- Native name: Ixtiyor Baxtiyorovich Abdullayev Ихтиёр Бахтиёрович Абдуллаев
- Born: May 22, 1966 (age 59) Uchko‘prik District, Fergana Region, Uzbek SSR, USSR
- Allegiance: Soviet Union Uzbekistan
- Branch: National Security Service
- Service years: 1988–present
- Rank: Lieutenant general
- Commands: National Security Service

= Ikhtiyor Abdullayev =

Uzbeki politician

Lieutenant general Ikhtiyor Abdullayev (Ixtiyor Baxtiyorovich Abdullayev, Ихтиёр Бахтиёрович Абдуллаев; born May, 22, 1966) is the head of the National Security Service of Uzbekistan, appointed by President Shavkat Mirziyoyev to replace Rustam Inoyatov in January 2018. He was fired from this post in February 2019 amid allegations that he tapped President Shavkat Mirziyoyev's phone. Abdullayev had previously served as the prosecutor-general of Uzbekistan, since 2015. He previously served as a Presidential advisor, before replacing Rashid Qodirov as prosecutor general.

==Early life and career==
He was born on May 22, 1966, in the Uchko‘prik District of the Fergana Region of the Uzbek SSR. He graduated from Perm State University, receiving a degree in law. In the late 1980s and early 1990s, he worked in various justice departments in Fergana, acting as the a judicial executive for the Fergana City Court at one point. In 2000, he was appointed Chairman of the Andijan Regional Court, a position he served in until 2001, when was appointed as a deputy state advisor to the president for the coordination of law enforcement and control bodies. In 2009, he became State Advisor to the President of Uzbekistan. On January 22, 2010, by decree of the President of Uzbekistan, he was appointed a member of the Senate of Oliy Majlis of the second convocation. On April 21, 2015, Abdullaev took the office of Prosecutor General of the Republic of Uzbekistan. On January 31, 2018, he was appointed chairman National Security Service a position he would hold for a year until he was dismissed by President Shavkat Mirziyoyev.

On February 11, 2019, Ikhtiyor Abdullayev left the post of chairman of the National Security Service of his own free will due to deteriorating health (being at the head of the department, he underwent two complex surgical operations on the cervical and lumbar spine, as well as eye surgery).
========================================
To do
• 1. Please set down the passage of the Ikhtiyor Abdullayev biography from "Lieutenant general Ikhtiyor" up to and including "as prosecutor general.", word for word.
• 2. According to the Ikhtiyor Abdullayev biography, which court did he become chairman of in 2000?

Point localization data
========================================
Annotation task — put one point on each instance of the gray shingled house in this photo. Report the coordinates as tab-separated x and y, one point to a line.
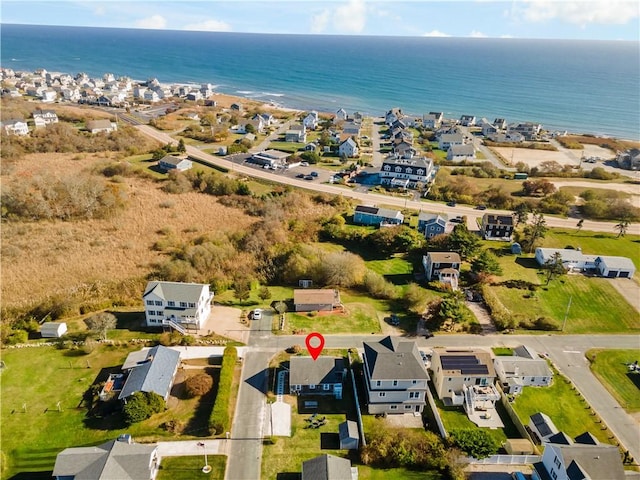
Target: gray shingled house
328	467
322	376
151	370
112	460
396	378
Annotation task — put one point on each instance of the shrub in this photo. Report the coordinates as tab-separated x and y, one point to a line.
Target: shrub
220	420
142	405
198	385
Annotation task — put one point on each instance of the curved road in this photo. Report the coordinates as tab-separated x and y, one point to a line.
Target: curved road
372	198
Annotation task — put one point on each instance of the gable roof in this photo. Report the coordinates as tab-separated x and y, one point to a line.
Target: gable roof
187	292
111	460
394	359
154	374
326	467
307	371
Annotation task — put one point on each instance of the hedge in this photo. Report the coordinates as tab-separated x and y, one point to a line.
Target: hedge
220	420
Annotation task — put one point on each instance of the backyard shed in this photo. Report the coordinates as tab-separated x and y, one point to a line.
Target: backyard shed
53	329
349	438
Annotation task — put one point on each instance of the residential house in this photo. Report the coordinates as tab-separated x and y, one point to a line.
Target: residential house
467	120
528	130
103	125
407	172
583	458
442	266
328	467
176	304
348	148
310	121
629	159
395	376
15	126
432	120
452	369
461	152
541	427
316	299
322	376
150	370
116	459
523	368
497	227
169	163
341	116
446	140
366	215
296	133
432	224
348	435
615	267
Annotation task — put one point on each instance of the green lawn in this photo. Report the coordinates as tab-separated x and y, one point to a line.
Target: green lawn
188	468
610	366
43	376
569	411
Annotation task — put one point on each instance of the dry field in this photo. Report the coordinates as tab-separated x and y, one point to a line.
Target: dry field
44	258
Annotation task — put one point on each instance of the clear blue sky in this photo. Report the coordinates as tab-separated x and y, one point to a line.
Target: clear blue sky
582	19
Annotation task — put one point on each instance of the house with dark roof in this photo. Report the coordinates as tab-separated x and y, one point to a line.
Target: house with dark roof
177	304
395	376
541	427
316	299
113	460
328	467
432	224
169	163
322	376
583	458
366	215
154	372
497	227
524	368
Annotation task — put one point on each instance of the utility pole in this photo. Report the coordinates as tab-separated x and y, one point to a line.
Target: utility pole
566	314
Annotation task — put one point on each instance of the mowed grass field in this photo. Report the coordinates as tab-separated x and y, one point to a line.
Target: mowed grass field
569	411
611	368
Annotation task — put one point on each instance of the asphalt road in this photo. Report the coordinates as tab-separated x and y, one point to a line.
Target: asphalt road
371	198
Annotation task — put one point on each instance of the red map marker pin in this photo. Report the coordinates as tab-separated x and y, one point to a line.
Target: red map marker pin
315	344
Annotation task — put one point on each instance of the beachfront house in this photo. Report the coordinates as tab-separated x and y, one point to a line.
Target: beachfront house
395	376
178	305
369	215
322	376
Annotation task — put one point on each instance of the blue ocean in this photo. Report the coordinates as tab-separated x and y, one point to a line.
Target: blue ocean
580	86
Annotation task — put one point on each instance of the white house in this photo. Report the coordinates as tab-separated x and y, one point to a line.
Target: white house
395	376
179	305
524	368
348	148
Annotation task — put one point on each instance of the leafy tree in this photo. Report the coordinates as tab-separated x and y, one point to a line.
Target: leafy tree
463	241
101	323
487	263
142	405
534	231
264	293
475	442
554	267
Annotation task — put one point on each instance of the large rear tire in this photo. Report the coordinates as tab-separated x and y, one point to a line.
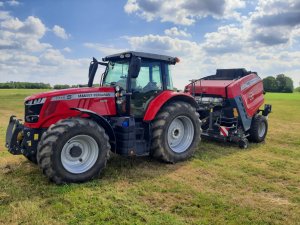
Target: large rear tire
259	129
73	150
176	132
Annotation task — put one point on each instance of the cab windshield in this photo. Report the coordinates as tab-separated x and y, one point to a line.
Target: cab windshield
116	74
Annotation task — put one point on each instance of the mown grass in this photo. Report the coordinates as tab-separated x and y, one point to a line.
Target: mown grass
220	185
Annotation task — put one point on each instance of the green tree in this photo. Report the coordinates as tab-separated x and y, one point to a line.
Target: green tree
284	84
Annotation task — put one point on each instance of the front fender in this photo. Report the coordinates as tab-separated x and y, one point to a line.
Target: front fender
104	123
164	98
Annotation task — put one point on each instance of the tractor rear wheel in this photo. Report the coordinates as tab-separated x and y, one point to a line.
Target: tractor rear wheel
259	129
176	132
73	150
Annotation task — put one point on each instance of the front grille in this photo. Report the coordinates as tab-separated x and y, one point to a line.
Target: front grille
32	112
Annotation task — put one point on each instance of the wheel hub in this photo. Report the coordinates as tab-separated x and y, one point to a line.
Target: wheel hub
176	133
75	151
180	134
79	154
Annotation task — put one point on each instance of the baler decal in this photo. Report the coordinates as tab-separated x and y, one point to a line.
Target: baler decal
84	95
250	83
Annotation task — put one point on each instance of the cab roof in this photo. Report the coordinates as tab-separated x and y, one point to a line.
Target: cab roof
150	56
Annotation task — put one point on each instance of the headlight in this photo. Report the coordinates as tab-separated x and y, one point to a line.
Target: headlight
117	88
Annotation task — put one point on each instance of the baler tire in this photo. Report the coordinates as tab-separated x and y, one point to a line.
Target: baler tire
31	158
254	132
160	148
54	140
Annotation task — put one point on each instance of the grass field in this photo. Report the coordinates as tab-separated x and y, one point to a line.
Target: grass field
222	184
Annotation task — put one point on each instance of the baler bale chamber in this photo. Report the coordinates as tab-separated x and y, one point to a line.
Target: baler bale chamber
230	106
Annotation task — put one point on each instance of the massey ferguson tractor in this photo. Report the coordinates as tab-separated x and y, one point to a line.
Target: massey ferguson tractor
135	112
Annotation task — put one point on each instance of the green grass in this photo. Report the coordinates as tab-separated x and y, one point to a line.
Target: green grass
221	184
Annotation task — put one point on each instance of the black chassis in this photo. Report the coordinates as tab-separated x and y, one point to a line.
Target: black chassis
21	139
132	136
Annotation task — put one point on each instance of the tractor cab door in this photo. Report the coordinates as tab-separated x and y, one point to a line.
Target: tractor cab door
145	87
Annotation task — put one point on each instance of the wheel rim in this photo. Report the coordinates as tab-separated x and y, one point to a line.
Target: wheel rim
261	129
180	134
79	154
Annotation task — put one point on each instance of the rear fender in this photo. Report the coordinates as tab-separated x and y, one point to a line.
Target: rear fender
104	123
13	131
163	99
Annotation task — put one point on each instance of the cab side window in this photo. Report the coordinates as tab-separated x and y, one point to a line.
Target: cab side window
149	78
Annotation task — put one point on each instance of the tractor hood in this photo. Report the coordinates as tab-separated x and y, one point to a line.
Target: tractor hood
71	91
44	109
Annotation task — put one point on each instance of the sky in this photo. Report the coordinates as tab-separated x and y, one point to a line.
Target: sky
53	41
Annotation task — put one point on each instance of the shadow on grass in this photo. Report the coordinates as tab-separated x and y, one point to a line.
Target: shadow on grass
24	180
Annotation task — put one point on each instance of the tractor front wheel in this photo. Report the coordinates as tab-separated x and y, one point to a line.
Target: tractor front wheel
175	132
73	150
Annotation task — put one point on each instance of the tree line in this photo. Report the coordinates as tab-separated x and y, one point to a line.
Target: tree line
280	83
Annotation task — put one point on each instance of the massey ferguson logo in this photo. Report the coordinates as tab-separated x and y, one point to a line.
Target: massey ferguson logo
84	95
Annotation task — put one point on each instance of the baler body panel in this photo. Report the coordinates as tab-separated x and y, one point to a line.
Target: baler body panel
========================================
Outputs in order
• 1.
Lieutenant general Ikhtiyor Abdullayev (Ixtiyor Baxtiyorovich Abdullayev, Ихтиёр Бахтиёрович Абдуллаев; born May, 22, 1966) is the head of the National Security Service of Uzbekistan, appointed by President Shavkat Mirziyoyev to replace Rustam Inoyatov in January 2018. He was fired from this post in February 2019 amid allegations that he tapped President Shavkat Mirziyoyev's phone. Abdullayev had previously served as the prosecutor-general of Uzbekistan, since 2015. He previously served as a Presidential advisor, before replacing Rashid Qodirov as prosecutor general.

• 2. The Andijan Regional Court.